→ Written problem
Could you continue the Marvin Tate biography below, starting right after its final sentence?

→ Supplied text
######

- Born: Chicago, Illinois, U.S.
- Origin: Chicago, Illinois
- Genres: Funk music; jazz; soul; spoken word;
- Occupations: Artist; poet; singer-songwriter;
- Instrument: Vocals
- Years active: 1980s-present

= Marvin Tate =

American singer-songwriter

Marvin Tate (born 1959) is an American artist, poet, and singer-songwriter from Chicago.

== Early life ==
Tate was born in the North Lawndale neighborhood of Chicago in 1959. Tate attended the University of Illinois at Chicago, studying with Sterling Plumpp. In 1983 Tate moved to New York City, moving back to Chicago in 1985.

== Career ==
Tate lives and works in Chicago, IL. Tate is the author of Schoolyard of Broken Dreams (Tia Chucha Press, 1994) and The Amazing Mister Orange (Curbside Splendor, 2014). His honors include grants from the Poetry Foundation and the Illinois Arts Council.

In the mid-1980s, Tate started performing at open mics and slam poetry competitions around the city, and was a regular participant in the Uptown Poetry Slam.

In 1990, Tate became Chicago's poetry slam champion, after which he was featured on the MacNeil/Lehrer NewsHour. In the early 1990s Tate was a member of Uptighty, with Leroy Bach (Wilco) and Dan Bitney (Tortoise), and hosted a local talk show called Talk-A-Riot-Y. Tate won a poetry slam hosted as part of Lollapalooza 1994. In 1997, Tate appeared with David Sedaris on This American Life.

######

→ Raw data
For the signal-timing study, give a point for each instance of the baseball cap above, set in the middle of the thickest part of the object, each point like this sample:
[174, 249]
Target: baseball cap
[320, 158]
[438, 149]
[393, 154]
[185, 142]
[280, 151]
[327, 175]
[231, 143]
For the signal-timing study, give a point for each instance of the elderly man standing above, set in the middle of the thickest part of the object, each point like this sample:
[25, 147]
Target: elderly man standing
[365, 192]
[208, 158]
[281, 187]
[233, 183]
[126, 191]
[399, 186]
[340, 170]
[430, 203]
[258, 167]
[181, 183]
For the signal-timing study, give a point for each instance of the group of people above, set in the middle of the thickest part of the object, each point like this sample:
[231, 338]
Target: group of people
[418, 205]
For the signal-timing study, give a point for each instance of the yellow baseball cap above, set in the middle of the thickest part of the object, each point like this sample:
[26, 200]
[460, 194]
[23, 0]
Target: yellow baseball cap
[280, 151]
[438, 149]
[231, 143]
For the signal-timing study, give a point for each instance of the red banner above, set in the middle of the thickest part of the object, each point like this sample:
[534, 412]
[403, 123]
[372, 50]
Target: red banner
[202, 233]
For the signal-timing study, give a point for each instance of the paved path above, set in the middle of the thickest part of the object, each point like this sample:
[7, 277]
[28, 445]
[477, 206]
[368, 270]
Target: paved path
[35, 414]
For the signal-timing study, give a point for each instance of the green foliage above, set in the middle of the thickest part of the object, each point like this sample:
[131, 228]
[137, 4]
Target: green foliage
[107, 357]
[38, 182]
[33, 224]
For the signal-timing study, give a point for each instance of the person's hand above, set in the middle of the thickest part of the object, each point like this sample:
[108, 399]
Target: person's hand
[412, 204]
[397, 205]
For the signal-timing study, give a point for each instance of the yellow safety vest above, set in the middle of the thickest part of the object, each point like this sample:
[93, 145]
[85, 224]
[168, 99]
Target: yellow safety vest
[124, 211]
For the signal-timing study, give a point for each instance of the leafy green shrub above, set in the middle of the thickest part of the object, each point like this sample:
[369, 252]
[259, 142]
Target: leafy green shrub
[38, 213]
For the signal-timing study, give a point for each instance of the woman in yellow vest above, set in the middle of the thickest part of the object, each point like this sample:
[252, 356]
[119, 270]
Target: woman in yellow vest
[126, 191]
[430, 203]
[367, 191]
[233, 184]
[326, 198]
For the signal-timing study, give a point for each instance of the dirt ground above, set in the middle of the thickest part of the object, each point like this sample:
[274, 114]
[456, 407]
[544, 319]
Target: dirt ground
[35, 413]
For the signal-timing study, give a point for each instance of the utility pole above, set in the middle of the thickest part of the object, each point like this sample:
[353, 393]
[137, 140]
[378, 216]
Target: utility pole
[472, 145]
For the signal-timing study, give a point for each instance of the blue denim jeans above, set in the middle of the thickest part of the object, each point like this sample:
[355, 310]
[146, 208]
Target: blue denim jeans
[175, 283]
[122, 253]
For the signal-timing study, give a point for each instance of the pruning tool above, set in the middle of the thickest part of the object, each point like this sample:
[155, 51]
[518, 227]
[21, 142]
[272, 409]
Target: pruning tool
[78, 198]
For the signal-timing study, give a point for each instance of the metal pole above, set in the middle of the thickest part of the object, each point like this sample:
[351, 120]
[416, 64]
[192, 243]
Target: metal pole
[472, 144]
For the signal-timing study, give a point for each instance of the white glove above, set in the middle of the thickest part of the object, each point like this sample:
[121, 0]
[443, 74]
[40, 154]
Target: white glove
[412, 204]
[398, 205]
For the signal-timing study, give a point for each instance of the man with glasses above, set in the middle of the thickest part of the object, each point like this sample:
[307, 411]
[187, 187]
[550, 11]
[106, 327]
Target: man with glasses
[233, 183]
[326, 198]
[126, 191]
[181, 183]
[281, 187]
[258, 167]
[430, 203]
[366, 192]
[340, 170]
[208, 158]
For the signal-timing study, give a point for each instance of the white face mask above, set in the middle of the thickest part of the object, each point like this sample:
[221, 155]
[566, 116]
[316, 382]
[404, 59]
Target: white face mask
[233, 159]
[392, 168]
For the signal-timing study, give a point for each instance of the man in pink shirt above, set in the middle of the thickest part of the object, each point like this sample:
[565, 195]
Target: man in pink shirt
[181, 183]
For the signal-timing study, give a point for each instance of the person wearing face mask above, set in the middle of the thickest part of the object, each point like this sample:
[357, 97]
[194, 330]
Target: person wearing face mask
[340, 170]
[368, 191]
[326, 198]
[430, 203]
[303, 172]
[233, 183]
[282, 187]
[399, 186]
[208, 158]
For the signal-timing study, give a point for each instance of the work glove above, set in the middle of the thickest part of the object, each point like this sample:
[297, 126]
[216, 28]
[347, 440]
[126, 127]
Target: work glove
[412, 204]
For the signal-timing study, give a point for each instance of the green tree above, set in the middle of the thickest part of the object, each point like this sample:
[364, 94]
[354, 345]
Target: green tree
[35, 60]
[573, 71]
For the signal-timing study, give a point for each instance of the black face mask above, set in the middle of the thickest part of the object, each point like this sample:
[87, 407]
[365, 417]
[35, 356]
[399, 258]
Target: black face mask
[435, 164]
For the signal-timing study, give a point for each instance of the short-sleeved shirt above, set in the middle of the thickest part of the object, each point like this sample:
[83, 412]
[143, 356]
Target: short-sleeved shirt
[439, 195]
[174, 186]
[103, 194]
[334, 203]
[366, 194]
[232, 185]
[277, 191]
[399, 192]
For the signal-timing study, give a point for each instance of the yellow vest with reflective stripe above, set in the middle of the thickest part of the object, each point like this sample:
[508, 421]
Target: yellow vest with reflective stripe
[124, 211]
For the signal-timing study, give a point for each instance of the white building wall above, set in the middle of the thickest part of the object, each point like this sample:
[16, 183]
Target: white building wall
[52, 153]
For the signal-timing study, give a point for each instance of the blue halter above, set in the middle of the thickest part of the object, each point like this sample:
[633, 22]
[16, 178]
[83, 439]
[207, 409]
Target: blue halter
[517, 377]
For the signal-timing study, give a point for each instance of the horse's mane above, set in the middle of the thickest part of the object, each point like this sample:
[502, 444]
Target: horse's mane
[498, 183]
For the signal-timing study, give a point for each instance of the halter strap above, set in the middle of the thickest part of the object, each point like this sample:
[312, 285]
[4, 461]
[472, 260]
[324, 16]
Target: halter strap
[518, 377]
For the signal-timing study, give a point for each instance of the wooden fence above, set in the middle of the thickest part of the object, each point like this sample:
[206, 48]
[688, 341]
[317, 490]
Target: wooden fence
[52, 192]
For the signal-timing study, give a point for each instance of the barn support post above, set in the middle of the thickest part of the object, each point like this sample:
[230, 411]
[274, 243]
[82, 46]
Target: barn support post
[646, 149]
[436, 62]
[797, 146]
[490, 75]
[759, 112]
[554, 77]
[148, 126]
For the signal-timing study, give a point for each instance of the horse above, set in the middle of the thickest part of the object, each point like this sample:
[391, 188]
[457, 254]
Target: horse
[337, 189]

######

→ Response to the task
Tate fronted the experimental poetry/funk band D-Settlement from the 1990s to early 2000s, which released three albums from 1997 to 2002 as Marvin Tate's D-Settlement. The Chicago Tribune wrote: "By merging ferociously honest poetry with various black musical traditions, Tate stands as heir to Chicagoan Oscar Brown Jr., the veteran urban griot whose lyrics long have decried racism and social injustice."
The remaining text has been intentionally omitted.